#### TO BE DONE:
Starting from the line containing "Please pin the storefront", write out the rest of the entries exactly, through the final line, including nothing else.

** start **

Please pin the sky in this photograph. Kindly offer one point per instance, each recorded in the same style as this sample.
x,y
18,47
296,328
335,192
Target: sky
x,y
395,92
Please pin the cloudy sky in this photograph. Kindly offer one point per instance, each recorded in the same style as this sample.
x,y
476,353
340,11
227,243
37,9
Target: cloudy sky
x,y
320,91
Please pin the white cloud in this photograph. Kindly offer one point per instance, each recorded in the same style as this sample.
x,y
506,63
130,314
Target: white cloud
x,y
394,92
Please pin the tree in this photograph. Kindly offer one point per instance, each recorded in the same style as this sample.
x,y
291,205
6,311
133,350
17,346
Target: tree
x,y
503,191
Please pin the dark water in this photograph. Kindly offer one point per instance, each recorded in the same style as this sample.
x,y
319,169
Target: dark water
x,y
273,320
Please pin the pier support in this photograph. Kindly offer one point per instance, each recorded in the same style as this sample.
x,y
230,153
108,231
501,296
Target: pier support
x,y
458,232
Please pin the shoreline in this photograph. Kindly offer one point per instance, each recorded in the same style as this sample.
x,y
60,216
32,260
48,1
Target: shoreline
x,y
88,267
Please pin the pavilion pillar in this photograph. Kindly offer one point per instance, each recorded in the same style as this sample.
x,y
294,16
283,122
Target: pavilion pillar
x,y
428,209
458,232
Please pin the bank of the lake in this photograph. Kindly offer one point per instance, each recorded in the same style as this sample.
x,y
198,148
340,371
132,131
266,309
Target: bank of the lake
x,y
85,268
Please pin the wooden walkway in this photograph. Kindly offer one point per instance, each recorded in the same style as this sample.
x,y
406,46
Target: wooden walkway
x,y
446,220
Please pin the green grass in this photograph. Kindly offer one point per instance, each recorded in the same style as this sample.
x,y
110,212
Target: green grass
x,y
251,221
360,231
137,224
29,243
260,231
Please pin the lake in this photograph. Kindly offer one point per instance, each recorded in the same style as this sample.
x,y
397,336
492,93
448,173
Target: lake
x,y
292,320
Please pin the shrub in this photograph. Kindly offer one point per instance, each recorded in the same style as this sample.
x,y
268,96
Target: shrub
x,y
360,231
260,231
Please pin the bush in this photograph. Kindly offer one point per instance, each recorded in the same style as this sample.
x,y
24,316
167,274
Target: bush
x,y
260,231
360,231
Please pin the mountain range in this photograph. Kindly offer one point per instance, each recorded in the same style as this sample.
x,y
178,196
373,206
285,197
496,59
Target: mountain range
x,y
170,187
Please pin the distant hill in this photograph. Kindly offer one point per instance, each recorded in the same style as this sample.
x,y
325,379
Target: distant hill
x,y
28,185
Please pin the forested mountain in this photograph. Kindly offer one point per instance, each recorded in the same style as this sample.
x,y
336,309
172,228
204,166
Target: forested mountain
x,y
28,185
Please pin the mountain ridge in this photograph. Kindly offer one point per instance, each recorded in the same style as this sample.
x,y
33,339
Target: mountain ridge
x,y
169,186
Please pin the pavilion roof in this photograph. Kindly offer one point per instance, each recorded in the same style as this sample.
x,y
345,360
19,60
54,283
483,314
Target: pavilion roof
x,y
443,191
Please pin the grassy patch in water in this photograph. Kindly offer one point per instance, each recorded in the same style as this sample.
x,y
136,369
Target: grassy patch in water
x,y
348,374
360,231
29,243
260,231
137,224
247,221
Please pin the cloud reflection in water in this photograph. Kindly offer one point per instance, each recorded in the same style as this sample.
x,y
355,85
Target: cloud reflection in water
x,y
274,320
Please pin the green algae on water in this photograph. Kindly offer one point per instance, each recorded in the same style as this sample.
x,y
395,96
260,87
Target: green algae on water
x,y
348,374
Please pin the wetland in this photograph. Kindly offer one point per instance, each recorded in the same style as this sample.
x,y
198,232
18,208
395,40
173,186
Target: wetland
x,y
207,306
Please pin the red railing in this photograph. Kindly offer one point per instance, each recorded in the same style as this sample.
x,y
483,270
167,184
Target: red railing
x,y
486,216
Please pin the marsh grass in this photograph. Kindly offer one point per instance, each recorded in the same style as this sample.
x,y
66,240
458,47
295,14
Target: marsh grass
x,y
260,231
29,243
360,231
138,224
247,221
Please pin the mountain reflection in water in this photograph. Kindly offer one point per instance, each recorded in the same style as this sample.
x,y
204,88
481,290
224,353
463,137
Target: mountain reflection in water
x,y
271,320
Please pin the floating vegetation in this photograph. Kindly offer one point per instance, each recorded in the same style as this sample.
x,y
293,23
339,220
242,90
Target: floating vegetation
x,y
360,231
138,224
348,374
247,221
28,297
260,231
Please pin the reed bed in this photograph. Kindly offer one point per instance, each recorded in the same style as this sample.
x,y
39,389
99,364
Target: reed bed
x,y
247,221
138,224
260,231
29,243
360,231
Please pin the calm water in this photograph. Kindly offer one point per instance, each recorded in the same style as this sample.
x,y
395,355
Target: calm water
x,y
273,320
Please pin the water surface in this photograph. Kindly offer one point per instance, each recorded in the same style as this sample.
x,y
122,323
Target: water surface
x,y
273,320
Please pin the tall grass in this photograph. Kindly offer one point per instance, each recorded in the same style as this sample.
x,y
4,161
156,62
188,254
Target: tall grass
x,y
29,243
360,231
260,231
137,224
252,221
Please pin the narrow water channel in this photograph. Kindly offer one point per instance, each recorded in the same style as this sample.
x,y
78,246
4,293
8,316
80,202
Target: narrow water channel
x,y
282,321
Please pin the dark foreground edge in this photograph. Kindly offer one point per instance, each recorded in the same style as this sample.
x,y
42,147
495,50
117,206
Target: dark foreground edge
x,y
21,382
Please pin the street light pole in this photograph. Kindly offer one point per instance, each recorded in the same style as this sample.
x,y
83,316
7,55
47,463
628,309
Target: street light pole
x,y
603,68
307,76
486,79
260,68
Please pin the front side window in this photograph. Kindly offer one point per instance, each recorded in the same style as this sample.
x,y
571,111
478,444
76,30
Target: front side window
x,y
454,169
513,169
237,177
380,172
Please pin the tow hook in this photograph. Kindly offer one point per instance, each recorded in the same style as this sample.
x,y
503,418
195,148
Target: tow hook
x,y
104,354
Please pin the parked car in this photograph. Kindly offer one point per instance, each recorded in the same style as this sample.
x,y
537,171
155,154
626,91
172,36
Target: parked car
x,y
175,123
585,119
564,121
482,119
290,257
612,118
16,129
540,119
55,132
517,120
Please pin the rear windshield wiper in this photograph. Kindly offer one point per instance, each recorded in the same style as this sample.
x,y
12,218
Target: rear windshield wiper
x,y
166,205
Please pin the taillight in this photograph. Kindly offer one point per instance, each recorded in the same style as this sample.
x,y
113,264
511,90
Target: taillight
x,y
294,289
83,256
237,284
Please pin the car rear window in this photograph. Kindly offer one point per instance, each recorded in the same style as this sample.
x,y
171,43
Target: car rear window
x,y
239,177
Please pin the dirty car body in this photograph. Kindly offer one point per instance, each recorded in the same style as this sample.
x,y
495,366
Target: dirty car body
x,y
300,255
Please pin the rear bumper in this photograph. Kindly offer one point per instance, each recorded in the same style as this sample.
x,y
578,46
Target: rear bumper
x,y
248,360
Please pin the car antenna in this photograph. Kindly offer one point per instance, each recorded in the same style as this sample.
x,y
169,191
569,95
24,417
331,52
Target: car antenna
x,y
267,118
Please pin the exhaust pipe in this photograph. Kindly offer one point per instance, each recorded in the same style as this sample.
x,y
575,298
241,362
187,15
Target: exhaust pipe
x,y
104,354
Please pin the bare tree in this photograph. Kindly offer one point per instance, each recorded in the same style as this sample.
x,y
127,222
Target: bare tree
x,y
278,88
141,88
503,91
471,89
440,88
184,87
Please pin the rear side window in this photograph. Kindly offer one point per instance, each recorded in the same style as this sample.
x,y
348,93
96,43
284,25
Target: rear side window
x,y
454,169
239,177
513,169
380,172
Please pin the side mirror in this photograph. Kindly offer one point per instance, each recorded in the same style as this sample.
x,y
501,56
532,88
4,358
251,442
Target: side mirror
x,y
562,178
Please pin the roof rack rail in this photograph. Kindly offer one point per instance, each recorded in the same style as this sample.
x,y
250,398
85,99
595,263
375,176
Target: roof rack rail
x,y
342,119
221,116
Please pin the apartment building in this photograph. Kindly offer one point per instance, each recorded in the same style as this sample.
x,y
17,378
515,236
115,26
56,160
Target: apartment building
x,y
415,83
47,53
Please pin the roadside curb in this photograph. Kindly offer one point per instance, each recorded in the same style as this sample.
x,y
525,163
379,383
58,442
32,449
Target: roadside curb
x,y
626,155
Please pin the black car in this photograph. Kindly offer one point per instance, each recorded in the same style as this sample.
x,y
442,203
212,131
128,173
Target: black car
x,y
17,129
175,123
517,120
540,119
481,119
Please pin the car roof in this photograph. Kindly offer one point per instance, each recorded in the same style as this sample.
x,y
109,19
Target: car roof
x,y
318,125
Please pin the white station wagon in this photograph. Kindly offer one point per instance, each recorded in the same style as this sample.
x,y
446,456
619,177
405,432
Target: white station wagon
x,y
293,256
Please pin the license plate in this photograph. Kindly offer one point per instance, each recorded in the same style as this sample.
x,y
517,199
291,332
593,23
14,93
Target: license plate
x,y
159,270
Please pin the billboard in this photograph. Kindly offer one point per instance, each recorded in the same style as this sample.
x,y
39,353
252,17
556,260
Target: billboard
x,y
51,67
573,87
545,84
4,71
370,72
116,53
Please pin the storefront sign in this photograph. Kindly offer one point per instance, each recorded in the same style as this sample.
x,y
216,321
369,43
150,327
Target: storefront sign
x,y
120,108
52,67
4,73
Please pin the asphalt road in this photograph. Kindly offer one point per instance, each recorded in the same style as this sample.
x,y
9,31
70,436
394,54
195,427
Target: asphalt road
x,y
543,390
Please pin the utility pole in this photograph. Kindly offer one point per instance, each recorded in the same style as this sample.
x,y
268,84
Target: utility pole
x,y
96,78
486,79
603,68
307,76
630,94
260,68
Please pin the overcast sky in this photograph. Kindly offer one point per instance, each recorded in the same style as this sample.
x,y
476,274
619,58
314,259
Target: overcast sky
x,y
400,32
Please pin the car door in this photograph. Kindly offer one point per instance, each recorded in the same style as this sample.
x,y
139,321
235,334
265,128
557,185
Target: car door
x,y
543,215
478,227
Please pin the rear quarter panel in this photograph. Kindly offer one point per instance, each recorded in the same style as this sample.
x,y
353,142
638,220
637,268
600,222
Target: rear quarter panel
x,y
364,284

** end **

#### RESPONSE:
Please pin the storefront sign in this photograph. Kindly offer one point per instance, each recorded in the same style as this sample.
x,y
216,321
369,43
150,327
Target: storefront sign
x,y
120,108
52,67
4,73
Please pin the asphalt road in this photograph. Kindly offer one point per instance, each recorded in the same style as this sample.
x,y
9,31
70,436
394,54
195,427
Target: asphalt road
x,y
543,390
Please pin the utility pole in this photograph. Kindly offer one point per instance, each recorded in the same style as this sample.
x,y
268,84
Target: utility pole
x,y
96,78
486,79
603,68
307,76
630,94
260,68
Please pin the overcast sky in this photograph. Kindly offer one point per instance, each recorded in the same style as this sample.
x,y
476,274
619,58
314,259
Target: overcast sky
x,y
400,32
Please pin the car door in this photograph. Kindly offer one point per instance, each recorded in the same style as this sample.
x,y
139,321
235,334
265,128
557,185
Target: car door
x,y
543,215
478,227
Please pin the rear quarter panel in this photograph. Kindly offer one point per instance, each recorded in the same style as this sample.
x,y
353,142
638,220
637,268
600,222
Target: rear quarter panel
x,y
364,284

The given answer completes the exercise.